Records shown »
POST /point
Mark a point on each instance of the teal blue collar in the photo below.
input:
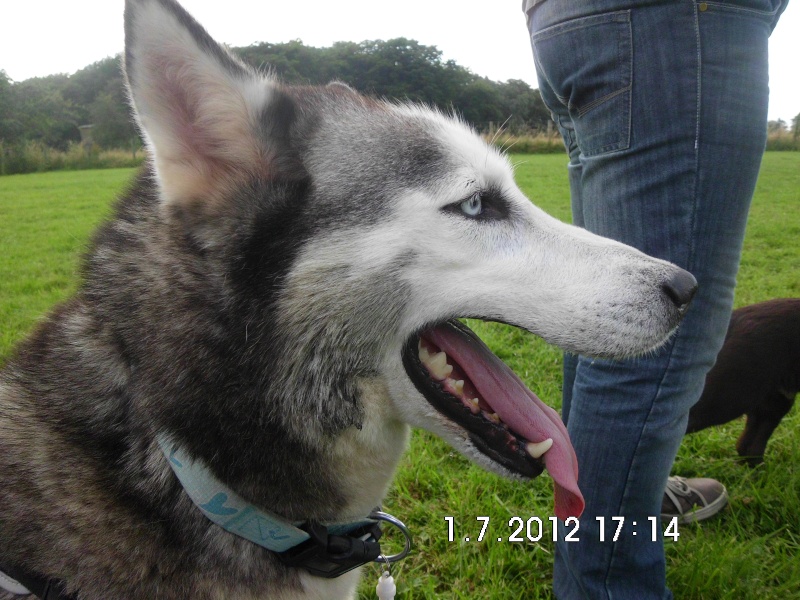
(226, 508)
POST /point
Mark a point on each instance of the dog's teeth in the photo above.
(537, 449)
(437, 365)
(493, 417)
(424, 355)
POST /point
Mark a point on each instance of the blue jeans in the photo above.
(662, 105)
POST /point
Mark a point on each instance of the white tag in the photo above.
(386, 589)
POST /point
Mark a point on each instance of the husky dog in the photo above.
(277, 295)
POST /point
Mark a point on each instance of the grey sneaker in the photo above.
(692, 499)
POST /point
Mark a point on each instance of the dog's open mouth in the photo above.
(462, 379)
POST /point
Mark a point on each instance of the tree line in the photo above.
(49, 110)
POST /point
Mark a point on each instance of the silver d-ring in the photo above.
(382, 516)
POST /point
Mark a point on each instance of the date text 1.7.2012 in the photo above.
(535, 529)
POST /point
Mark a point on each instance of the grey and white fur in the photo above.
(251, 297)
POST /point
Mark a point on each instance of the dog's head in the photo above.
(362, 230)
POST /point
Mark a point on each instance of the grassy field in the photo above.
(749, 552)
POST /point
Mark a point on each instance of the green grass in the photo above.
(45, 222)
(749, 552)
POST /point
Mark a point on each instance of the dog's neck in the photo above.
(227, 509)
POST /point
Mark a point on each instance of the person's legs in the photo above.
(663, 110)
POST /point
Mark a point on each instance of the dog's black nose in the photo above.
(680, 287)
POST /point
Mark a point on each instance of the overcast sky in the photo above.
(42, 37)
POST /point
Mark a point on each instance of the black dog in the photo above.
(757, 374)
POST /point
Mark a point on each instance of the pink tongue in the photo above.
(519, 408)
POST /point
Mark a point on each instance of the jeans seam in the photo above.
(698, 113)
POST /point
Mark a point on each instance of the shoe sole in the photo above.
(703, 513)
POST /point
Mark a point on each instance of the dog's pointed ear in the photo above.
(198, 107)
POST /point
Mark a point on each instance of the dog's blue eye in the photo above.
(472, 206)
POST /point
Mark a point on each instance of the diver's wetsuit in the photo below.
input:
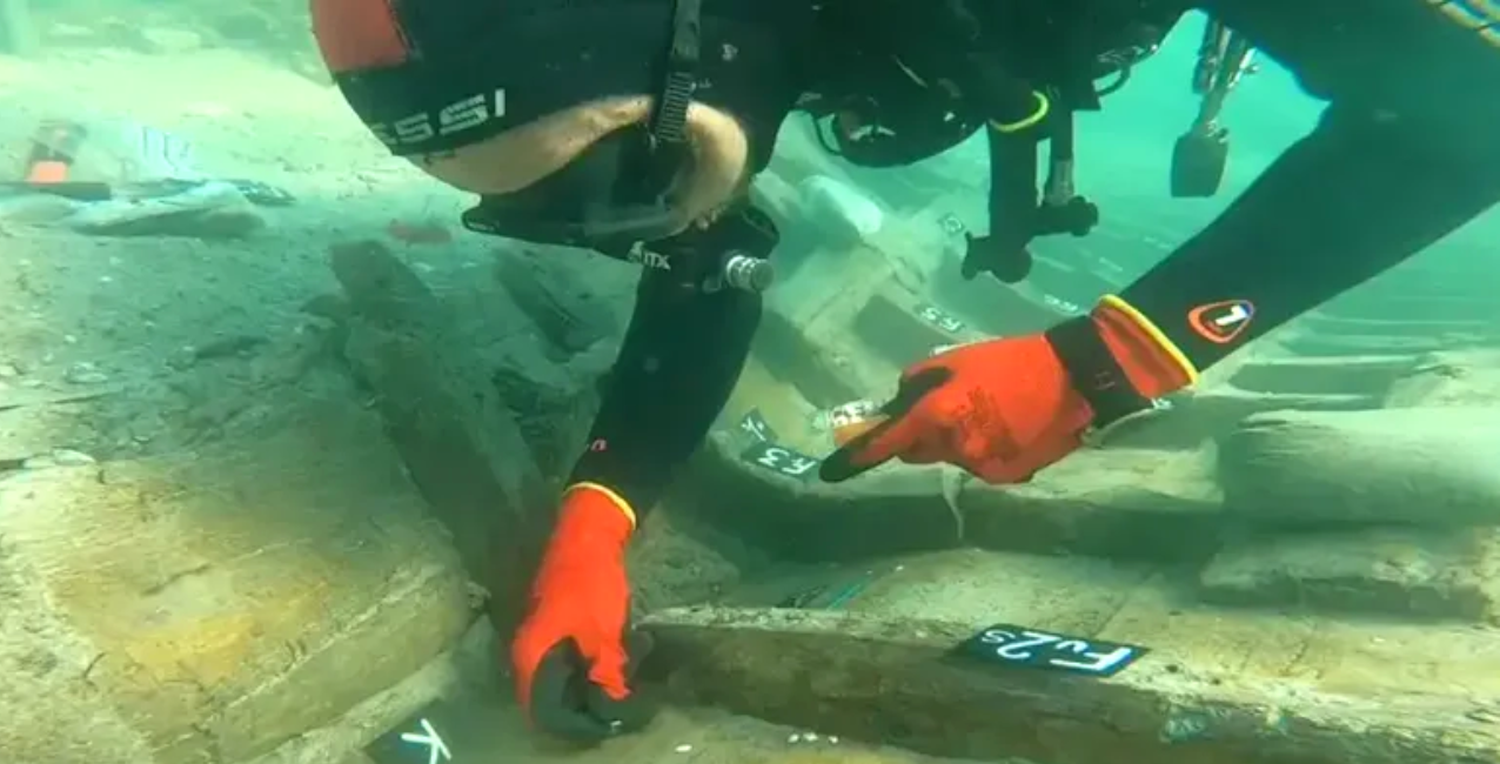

What is expected » Extract every line in the listing that contains the string "grey".

Result »
Mark a point on each instance of the grey sneaker in the photo above.
Mark a point on each instance of the grey and white fur in the photo above.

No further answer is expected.